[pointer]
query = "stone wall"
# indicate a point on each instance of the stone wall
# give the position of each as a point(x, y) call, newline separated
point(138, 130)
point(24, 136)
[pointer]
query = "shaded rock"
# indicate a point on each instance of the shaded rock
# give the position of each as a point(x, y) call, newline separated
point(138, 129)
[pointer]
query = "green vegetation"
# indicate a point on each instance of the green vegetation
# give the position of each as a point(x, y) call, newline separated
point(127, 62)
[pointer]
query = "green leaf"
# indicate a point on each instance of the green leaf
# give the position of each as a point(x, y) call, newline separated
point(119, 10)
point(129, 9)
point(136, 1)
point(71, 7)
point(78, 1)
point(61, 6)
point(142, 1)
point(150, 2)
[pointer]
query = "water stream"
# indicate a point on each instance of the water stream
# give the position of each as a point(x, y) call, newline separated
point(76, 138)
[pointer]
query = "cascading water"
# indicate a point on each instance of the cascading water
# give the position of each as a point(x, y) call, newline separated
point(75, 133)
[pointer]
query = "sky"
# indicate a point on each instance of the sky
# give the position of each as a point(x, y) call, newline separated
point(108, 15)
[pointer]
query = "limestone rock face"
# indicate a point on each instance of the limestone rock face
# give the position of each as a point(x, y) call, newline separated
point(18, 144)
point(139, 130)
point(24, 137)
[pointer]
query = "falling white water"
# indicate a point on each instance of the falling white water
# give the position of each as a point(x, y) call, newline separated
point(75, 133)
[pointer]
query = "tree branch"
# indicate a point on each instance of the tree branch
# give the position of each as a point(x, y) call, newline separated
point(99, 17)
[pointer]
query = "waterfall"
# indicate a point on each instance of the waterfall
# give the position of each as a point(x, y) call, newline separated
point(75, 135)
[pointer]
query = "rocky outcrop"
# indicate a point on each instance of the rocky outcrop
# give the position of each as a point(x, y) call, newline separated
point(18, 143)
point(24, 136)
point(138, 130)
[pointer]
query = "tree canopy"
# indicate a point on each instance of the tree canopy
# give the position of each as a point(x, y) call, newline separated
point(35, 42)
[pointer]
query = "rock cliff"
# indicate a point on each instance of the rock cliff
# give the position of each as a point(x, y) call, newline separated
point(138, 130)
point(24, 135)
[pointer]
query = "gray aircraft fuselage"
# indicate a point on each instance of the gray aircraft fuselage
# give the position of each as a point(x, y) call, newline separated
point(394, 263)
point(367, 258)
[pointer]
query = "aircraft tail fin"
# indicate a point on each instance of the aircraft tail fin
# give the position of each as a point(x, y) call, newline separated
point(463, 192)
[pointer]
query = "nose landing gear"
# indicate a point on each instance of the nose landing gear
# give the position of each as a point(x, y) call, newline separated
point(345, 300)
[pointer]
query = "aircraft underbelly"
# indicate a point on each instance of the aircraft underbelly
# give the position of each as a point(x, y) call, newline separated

__REQUIRED TASK__.
Output every line above without altering anything.

__RESULT OF THE EXERCISE__.
[pointer]
query = "stone wall"
# indicate a point on each instance of the stone wall
# give the position of each as a point(x, y) call, newline separated
point(138, 130)
point(24, 136)
[pointer]
query = "shaded rock"
# indicate a point on each instance of the shaded rock
# give the position of each as a point(x, y) call, newline separated
point(138, 129)
[pointer]
query = "green vegetation"
# indicate a point on each instance of the green vegetation
# give the position of each as a point(x, y) call, newline separated
point(127, 62)
[pointer]
query = "green leaf"
# indicate a point on each instance of the green leaf
# give the position of each as a point(x, y) call, newline separated
point(119, 10)
point(129, 9)
point(136, 1)
point(71, 7)
point(78, 1)
point(61, 6)
point(142, 1)
point(150, 2)
[pointer]
query = "water stream"
# indicate a point on each instance of the water stream
# give the position of each as a point(x, y) call, newline separated
point(76, 138)
[pointer]
query = "cascading water"
# indicate a point on each instance of the cascading water
# give the position of each as a point(x, y) call, newline separated
point(75, 133)
[pointer]
query = "sky"
# indicate a point on each instance of the sky
# give the position of each as a point(x, y) call, newline separated
point(108, 15)
[pointer]
query = "limestone rock face"
# indicate a point on each instance of the limestone rock face
# give the position of each as a point(x, y) call, newline separated
point(18, 144)
point(139, 130)
point(24, 137)
[pointer]
query = "falling white water"
# indicate a point on each instance of the falling white water
# give the position of each as a point(x, y) call, newline separated
point(75, 133)
[pointer]
query = "tree branch"
# indicate a point on each instance of the tree branch
# give the position of each as a point(x, y) call, newline separated
point(99, 17)
[pointer]
query = "waterfall"
# indicate a point on each instance of the waterfall
# give the position of each as a point(x, y) call, newline separated
point(75, 135)
[pointer]
query = "rocky outcrop"
# indicate a point on each instance of the rocky outcrop
# give the position of each as a point(x, y) call, newline separated
point(18, 143)
point(24, 136)
point(138, 130)
[pointer]
query = "tree canopy"
# indicate a point on each instance of the tree canopy
# give the position of each as a point(x, y) call, newline separated
point(35, 42)
[pointer]
query = "rock cliff"
# indicate a point on each instance of the rock cliff
# give the position of each as a point(x, y) call, newline separated
point(138, 130)
point(24, 135)
[pointer]
query = "gray aircraft fuselage"
# indicate a point on each instance of the gray aircraft fuselage
# give the position of each as a point(x, y) call, newline separated
point(394, 263)
point(367, 258)
[pointer]
query = "aircraft tail fin"
# indicate a point on each instance of the aircraft tail fin
# give the position of each as a point(x, y) call, newline separated
point(463, 192)
[pointer]
query = "nose landing gear"
# indicate a point on each instance of the nose landing gear
# give the position of each as a point(x, y) call, newline separated
point(345, 300)
[pointer]
query = "aircraft underbelly"
# indicate a point on each instance of the aircraft underbelly
# give the position of each as a point(x, y) call, newline separated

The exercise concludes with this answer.